--- Start Raw records ---

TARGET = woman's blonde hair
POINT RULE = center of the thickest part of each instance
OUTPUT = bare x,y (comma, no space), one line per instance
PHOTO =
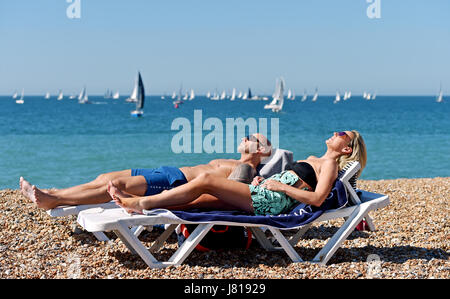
359,153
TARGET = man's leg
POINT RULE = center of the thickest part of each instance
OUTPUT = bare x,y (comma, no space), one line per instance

--- End Raw records ---

• **What the exercise asks**
Render every line of the records above as a JSON list of strings, with one string per line and blank lines omitted. Leave the pictures out of the list.

• **Response to this task**
[
  "TARGET = woman's blonde hair",
  "POINT RULE = center of the thickest part of each instance",
  "OUTPUT = bare x,y (comma, no space), one line per instance",
  "PHOTO =",
  "359,153",
  "TARGET = man's leg",
  "POINT RULE = center of the thickest part of each instance",
  "OUTPUT = bare x,y (comma, no space), one line per instance"
]